— start RECORD LIST —
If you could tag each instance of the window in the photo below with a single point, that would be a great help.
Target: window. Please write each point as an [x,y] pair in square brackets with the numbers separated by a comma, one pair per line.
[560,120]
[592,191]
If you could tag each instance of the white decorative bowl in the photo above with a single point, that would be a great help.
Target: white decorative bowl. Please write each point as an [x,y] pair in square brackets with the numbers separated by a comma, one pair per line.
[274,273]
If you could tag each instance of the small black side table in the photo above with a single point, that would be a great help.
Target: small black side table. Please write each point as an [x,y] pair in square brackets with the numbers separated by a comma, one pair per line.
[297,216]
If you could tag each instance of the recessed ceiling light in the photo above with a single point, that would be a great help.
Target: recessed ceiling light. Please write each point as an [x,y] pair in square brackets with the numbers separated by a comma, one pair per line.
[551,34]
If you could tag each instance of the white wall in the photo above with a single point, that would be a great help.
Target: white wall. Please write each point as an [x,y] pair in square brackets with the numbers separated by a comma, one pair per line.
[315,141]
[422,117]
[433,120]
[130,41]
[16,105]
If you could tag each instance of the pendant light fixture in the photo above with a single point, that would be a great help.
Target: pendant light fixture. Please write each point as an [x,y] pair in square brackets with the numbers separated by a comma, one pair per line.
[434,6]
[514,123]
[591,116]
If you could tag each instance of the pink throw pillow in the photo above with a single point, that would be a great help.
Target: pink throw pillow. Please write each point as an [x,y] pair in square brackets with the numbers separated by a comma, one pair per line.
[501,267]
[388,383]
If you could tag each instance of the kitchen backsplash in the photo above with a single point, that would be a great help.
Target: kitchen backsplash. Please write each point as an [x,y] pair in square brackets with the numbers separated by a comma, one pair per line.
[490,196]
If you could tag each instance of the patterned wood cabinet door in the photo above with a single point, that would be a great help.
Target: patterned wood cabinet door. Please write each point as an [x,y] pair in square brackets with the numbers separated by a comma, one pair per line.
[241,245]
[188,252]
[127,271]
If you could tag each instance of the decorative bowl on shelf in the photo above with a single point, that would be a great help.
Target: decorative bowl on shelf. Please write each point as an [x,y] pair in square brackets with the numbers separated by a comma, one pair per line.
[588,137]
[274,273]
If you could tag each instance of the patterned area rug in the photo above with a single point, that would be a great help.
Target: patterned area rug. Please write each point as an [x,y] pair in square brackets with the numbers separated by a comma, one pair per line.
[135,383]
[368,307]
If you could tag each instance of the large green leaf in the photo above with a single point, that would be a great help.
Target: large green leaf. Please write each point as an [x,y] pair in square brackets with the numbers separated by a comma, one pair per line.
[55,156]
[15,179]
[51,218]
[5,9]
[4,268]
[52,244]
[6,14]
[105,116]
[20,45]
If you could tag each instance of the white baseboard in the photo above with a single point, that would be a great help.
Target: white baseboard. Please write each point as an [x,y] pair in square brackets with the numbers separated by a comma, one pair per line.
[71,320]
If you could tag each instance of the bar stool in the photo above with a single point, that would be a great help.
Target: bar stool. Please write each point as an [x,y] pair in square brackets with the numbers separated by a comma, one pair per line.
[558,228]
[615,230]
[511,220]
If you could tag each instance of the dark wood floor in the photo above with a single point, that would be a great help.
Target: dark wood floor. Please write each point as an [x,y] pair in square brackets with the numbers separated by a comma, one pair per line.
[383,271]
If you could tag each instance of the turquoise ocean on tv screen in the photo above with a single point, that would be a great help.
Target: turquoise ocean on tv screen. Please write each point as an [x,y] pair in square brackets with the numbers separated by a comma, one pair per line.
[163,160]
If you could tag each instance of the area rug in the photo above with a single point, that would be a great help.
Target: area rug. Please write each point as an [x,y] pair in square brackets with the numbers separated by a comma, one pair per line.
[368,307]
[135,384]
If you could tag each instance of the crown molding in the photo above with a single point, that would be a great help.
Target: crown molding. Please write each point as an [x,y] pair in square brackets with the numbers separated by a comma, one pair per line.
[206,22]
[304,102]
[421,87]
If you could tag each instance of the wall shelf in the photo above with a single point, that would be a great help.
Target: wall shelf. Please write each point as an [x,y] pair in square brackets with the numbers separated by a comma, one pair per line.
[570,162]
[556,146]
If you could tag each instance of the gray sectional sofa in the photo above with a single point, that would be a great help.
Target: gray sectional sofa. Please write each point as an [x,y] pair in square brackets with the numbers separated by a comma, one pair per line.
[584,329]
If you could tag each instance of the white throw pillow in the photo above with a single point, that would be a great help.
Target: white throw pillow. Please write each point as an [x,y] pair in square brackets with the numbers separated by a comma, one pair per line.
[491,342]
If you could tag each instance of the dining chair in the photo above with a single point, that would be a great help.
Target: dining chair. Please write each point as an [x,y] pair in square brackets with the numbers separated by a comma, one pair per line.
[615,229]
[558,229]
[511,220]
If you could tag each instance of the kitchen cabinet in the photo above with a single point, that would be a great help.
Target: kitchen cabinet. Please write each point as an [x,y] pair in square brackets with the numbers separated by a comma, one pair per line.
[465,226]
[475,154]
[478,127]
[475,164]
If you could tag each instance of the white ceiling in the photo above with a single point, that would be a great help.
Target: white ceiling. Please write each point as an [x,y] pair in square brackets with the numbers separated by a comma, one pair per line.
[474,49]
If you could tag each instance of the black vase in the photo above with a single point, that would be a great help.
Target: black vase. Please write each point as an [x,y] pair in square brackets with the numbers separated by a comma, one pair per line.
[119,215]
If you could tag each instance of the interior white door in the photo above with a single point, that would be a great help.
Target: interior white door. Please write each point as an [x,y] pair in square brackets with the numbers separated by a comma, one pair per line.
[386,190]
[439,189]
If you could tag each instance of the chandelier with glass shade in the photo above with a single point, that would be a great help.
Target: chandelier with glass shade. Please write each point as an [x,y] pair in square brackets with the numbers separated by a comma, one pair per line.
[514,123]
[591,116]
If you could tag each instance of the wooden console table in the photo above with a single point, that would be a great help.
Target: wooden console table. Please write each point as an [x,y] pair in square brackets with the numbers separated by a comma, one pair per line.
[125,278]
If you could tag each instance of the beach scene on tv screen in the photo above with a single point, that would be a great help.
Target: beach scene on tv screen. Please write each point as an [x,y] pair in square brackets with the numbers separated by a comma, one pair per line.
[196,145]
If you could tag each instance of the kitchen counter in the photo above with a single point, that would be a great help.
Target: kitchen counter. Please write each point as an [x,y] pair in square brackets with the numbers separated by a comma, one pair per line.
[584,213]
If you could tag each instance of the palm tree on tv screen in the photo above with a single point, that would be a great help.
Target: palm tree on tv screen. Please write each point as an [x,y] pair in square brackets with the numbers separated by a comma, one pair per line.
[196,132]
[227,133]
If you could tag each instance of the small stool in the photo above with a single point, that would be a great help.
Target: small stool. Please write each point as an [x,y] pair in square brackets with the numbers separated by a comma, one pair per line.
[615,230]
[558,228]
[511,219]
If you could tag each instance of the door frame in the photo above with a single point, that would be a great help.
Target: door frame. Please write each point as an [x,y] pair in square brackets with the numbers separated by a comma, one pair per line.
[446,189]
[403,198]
— end RECORD LIST —
» **GOAL OF THE EXERCISE**
Provide all the records again, word for word.

» **WRITTEN REPLY**
If you could tag each instance of the window in the photo below with a single point, that would be a great help.
Target: window. Please write each point as an [x,y] pair in square brackets with the numbers separated by a comma, one pair per line.
[560,120]
[592,191]
If you could tag each instance of the white decorative bowl in the photo above with a single point, that would be a great help.
Target: white decorative bowl. Please write each point as an [x,y] pair in square brackets with the numbers separated by a comma, one pair per line.
[274,273]
If you could tag each instance of the small black side table in the photo above with a single point, that would be a great help.
Target: small black side table. Please write each point as an [x,y] pair in square brackets with the numbers separated by a comma, one pair per line.
[297,216]
If you could tag each instance of the recessed ceiling light in the photo above with a single point, that would be a great help.
Target: recessed ceiling light. Please write each point as an [x,y] pair in square brackets with the numbers separated by a comma, one pair per line.
[551,34]
If you could tag each instance of the white wall in the photo above with a single point, that would be a great help.
Target: white wall. Please write each point as an [x,y] pair in square brackets with the numbers separated by a comma, one pair per line.
[315,141]
[422,117]
[433,120]
[130,41]
[16,105]
If you could tag each instance of the pendant light fixture in the photo above with a single point, that would be a great help.
Target: pendant light fixture. Please write each point as an [x,y] pair in square brackets with the numbers separated by a comma, one pair per line.
[434,6]
[514,123]
[591,116]
If you could tag each instance of the pink throw pillow in the photo above with a single point, that would be a great help.
Target: pink throw pillow. Please write each point as an [x,y] pair in square brackets with the numbers separated by a comma, one pair per line.
[501,267]
[388,383]
If you could tag each instance of the kitchen backsplash in the photo above with a single point, that would be a great help.
Target: kitchen backsplash. Please write each point as an [x,y] pair in square brackets with the numbers separated by a comma, one pair per line.
[490,196]
If you could tag each instance of the patterned wood cabinet door in the photo above with a single point, that would be a great help.
Target: patterned wood cabinet door. Please write each point as an [x,y] pair in square brackets with the numbers separated by a comma, one pair per line.
[241,245]
[188,252]
[127,271]
If you could tag each instance of the decorative bowl on shelf in the photo above with a single point, that would be a great help.
Target: decorative bowl on shelf. Please write each point as an [x,y] pair in square brackets with the numbers separated by a comma, one pair per line.
[588,137]
[274,273]
If you could tag each instance of the patterned area rug in the photo above with a single point, that would be a great help.
Target: patterned area rug. Please write each point as an [x,y] pair in square brackets with the numbers separated by a comma, one pair per line.
[135,383]
[368,307]
If you could tag each instance of the large green leaf in the photo above with a single point, that would be a great help.
Target: large green leaf. Please write each point as an [x,y] pair in square brackets with the numbers separated by a comma, one pair per line.
[55,156]
[15,179]
[51,218]
[5,9]
[4,268]
[52,244]
[6,14]
[105,116]
[20,45]
If you could tag each instance of the white baseboard in the photo above with a single point, that would be a great help.
Target: white baseboard. Please write each point as an [x,y] pair in square brackets with the numbers separated by a comma, one pair per line.
[71,320]
If you could tag each instance of the bar stool in the photo above with a single point, that would be a great help.
Target: bar stool. Please write each point as an [x,y] pair in square brackets with the numbers separated by a comma, one pair per line.
[558,228]
[615,230]
[511,220]
If you could tag each instance of the dark wood floor in the photo above with a single point, that would be a great help.
Target: dark wood floor. Please write each point as an [x,y] pair in square brackets with the numbers separated by a comma, one pair per line.
[383,271]
If you could tag each instance of the turquoise ocean on tv screen in the photo above with a single point, that would be a great help.
Target: turquoise ocean on tv screen. Please write each point as an [x,y] pair in square brackets with the numbers separated by a comma, one pair per line.
[163,160]
If you could tag each instance of the area rug in the photo above with a single point, that would be a great help.
Target: area rug. Please write each point as an [x,y] pair in square brackets with the numbers separated by a comma, one pair per line.
[368,307]
[135,384]
If you could tag each instance of the crown molding in the photo above with a single point, that would be a great help.
Target: crown molding. Please write each point as an [x,y] pair in square brackets with the numbers separated by a comma, one pair per line.
[206,22]
[304,102]
[421,87]
If you could tag each instance of the wall shelf in the photo above with a single point, that would be a great help.
Target: wall shelf. Please write each point as an [x,y] pair in square brackets with the numbers separated by a comma, one pair per line.
[570,162]
[556,146]
If you could tag each instance of the gray sectional sofa in the photo above with a single point, that would be a great help.
Target: gray sectional sofa. Please write each point as an [x,y] pair in square brackets with the numbers separated by a comma, one pair per line.
[584,329]
If you could tag each instance of the white throw pillow in the photo above with a single point, that would be a great help.
Target: white throw pillow. Please write each point as an [x,y] pair in square brackets with the numbers separated by a comma, one pair per line.
[491,342]
If you could tag each instance of the dining chair in the photo above with a single point, that would be a great help.
Target: dining chair. Please write each point as an [x,y] pair in square brackets with the numbers separated by a comma, one pair per line.
[615,229]
[558,229]
[511,220]
If you could tag each instance of the kitchen cabinet in the photo above with a single point, that would be a great help.
Target: kitchen cabinet. Please write each point as an [x,y] pair in square brackets with the numbers separated by a comma, one pair per line.
[465,226]
[475,154]
[478,127]
[475,164]
If you could tag each instance of the white ceiling in the photo above with a single point, that would be a great help.
Target: white ceiling. Please write each point as an [x,y] pair in square brackets with the numbers separated by a comma, one pair per line.
[474,49]
If you could tag each instance of the black vase in the photo above with a single point, that would be a great help.
Target: black vase. Please write each point as an [x,y] pair in square brackets with the numbers separated by a comma, one pair per line.
[119,215]
If you could tag each instance of the interior white door in the photo above with a single point, that would be a great help.
Target: interior white door. Please write each point as an [x,y] pair in square brackets with the numbers separated by a comma, one pair per line.
[386,190]
[439,189]
If you could tag each instance of the chandelier with glass shade in the photo above with a single point, that would be a great help.
Target: chandelier with glass shade. Please write each point as an [x,y] pair in square brackets with the numbers separated by a comma, one pair per line.
[514,123]
[591,116]
If you could tag each instance of the wooden console table in the photo above with a single point, that would be a great help.
Target: wooden console table. Please write each point as an [x,y] pair in square brackets with the numbers separated by a comma, one pair per line.
[125,278]
If you could tag each instance of the beach scene on tv screen in the photo above with a single point, that would be a great help.
Target: beach scene on tv screen. Please write each point as an [x,y] pair in square brackets with the numbers separated by a comma, one pair per line.
[196,145]
If you could tag each instance of the kitchen counter in the photo above with a single point, that would be a great help.
Target: kitchen counter. Please write each point as an [x,y] pair in square brackets with the numbers separated by a comma, one pair per line.
[584,213]
If you could tag each instance of the palm tree on tv screen in the photo above with a single point, that would be a great help.
Target: palm tree on tv screen. Please write each point as an [x,y] pair in square brackets with the numbers separated by a comma, one pair per line.
[196,132]
[227,133]
If you could tag each instance of the small stool in the photo above with a single point, that would be a great help.
Target: small stool. Please write each point as an [x,y] pair in square brackets with the numbers separated by a comma, one pair per line.
[615,230]
[558,228]
[511,219]
If you could tag each instance of the door frame in the photo above with a single point, that would be a great help.
Target: door frame. Please write each point as an [x,y] pair in square brackets with the numbers separated by a comma, one pair per line.
[446,189]
[403,198]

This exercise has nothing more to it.